▸ **Exercise brief**: Lines with the word "white" are the ones wanted. Copy each of them from the entries below.

++++++++++

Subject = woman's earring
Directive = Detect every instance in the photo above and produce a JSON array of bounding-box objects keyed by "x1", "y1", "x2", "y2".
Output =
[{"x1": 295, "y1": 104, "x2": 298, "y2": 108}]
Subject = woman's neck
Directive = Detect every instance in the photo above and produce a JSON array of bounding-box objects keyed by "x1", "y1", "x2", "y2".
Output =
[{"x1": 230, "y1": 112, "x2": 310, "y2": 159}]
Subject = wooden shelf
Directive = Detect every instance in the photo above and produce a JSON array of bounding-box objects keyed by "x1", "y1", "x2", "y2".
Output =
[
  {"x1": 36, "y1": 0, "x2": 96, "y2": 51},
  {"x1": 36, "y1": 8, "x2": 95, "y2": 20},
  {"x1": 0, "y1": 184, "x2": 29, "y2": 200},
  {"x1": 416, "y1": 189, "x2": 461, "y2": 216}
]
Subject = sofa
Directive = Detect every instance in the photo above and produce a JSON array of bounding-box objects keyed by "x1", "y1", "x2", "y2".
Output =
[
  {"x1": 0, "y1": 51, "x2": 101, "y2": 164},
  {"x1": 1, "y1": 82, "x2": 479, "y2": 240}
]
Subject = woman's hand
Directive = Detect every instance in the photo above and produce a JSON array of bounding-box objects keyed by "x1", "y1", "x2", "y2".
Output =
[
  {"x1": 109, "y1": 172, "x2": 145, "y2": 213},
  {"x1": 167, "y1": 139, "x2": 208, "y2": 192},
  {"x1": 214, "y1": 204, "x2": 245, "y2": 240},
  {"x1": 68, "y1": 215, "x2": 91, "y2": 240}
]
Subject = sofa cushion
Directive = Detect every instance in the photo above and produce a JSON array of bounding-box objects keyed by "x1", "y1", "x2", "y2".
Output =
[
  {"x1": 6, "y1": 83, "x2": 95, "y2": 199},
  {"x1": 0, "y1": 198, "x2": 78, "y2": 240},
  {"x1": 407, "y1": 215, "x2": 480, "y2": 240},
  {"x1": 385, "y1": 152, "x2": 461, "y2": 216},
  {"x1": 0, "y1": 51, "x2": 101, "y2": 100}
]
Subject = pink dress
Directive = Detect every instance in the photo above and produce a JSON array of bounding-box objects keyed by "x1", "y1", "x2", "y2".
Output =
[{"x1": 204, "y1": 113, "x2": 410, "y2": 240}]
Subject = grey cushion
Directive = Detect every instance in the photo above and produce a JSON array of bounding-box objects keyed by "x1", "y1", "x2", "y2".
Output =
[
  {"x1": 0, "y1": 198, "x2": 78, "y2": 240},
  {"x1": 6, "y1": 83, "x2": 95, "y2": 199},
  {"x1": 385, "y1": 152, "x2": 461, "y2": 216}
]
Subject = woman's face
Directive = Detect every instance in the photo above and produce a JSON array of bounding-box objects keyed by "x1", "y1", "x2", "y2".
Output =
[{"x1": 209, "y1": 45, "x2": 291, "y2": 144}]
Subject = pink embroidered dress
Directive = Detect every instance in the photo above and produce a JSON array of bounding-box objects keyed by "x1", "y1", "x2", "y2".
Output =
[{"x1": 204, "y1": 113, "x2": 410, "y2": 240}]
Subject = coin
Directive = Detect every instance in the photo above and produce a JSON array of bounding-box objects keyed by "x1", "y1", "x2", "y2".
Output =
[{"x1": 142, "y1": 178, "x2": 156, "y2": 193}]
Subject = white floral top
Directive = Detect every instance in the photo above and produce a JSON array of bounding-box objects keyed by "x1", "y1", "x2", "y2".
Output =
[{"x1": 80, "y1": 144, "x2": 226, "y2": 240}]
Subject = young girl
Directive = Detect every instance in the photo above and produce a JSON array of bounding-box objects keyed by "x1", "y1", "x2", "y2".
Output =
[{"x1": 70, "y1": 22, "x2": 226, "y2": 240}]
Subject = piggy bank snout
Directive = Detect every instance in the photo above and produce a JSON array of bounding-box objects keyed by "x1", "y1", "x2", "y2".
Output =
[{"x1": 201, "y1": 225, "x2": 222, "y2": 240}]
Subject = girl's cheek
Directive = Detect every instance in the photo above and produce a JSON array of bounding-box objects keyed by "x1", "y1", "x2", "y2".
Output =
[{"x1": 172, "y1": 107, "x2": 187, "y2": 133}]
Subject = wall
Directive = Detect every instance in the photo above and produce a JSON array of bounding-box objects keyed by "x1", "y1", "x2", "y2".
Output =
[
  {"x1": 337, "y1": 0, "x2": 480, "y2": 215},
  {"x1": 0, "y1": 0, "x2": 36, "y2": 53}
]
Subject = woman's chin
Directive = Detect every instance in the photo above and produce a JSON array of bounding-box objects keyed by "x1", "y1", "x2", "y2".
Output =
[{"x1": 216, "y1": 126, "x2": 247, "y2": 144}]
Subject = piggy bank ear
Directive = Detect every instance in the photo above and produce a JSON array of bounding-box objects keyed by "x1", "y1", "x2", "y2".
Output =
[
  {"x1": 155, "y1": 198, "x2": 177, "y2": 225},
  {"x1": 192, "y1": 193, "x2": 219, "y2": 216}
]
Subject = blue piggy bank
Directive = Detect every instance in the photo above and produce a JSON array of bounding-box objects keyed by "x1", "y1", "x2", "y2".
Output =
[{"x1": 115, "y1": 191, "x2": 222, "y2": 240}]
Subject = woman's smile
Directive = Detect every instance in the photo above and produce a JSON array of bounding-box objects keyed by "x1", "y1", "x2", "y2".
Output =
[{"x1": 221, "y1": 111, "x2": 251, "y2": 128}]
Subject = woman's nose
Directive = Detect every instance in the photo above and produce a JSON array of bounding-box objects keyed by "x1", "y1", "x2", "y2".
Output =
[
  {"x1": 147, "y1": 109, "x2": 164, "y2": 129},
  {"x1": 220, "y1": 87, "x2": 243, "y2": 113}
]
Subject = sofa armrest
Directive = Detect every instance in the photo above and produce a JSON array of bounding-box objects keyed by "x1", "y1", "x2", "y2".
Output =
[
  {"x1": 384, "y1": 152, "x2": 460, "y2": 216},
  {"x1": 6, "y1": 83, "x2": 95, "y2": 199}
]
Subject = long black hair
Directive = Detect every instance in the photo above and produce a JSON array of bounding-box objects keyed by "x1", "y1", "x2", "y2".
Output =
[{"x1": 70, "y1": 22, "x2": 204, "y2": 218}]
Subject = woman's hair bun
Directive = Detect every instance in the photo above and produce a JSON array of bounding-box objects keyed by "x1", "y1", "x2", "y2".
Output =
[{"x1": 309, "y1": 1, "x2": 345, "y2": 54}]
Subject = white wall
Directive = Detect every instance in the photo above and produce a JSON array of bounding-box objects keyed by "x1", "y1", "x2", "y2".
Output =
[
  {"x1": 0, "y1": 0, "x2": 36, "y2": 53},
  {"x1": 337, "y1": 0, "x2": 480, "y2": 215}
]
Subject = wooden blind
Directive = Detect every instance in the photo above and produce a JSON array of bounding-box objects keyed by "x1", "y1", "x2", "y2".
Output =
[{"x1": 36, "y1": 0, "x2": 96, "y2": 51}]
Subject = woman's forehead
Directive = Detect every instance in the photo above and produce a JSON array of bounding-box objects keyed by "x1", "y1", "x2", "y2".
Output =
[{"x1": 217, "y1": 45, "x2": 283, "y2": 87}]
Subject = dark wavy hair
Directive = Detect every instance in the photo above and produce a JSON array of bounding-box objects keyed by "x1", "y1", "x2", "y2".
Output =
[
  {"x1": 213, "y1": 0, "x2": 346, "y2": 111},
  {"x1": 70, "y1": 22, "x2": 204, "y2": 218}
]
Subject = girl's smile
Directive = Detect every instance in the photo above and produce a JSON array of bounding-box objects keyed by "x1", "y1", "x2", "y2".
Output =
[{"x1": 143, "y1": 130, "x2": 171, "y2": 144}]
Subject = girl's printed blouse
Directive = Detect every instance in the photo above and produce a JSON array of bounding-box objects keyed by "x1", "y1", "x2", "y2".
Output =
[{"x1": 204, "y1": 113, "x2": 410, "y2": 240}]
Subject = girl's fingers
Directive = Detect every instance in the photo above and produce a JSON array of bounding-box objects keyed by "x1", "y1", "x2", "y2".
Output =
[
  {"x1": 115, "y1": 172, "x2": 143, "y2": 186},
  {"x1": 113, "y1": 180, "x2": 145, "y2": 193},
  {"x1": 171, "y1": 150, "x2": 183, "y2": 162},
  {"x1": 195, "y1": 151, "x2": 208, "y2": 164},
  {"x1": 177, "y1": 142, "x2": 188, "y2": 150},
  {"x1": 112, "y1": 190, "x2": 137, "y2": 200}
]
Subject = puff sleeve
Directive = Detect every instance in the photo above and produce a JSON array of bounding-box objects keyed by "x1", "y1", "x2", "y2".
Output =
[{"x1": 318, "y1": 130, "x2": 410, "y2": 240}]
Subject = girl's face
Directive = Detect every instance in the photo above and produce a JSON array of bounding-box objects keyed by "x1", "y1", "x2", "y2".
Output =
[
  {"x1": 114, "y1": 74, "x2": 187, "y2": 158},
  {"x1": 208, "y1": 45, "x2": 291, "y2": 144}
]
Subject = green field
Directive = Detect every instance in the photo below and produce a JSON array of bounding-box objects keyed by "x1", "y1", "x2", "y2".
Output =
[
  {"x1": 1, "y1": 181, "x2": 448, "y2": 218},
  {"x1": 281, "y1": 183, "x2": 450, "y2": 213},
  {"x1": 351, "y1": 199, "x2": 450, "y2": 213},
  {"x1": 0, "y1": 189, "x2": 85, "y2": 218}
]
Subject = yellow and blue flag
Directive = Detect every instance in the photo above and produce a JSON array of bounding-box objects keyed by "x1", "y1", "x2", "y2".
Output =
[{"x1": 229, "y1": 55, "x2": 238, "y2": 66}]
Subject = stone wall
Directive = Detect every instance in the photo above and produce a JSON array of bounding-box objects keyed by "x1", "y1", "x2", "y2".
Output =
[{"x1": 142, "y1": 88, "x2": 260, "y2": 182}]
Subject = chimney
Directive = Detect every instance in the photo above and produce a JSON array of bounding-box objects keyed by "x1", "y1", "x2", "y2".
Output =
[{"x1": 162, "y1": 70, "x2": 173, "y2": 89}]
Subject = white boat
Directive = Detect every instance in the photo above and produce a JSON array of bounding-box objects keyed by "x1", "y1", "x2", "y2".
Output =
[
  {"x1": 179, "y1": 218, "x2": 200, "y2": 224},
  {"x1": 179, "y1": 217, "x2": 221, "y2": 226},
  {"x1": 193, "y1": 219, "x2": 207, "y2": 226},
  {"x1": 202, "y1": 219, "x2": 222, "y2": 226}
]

++++++++++

▸ **Answer section**:
Subject = white floral top
Subject = white wall
Subject = white boat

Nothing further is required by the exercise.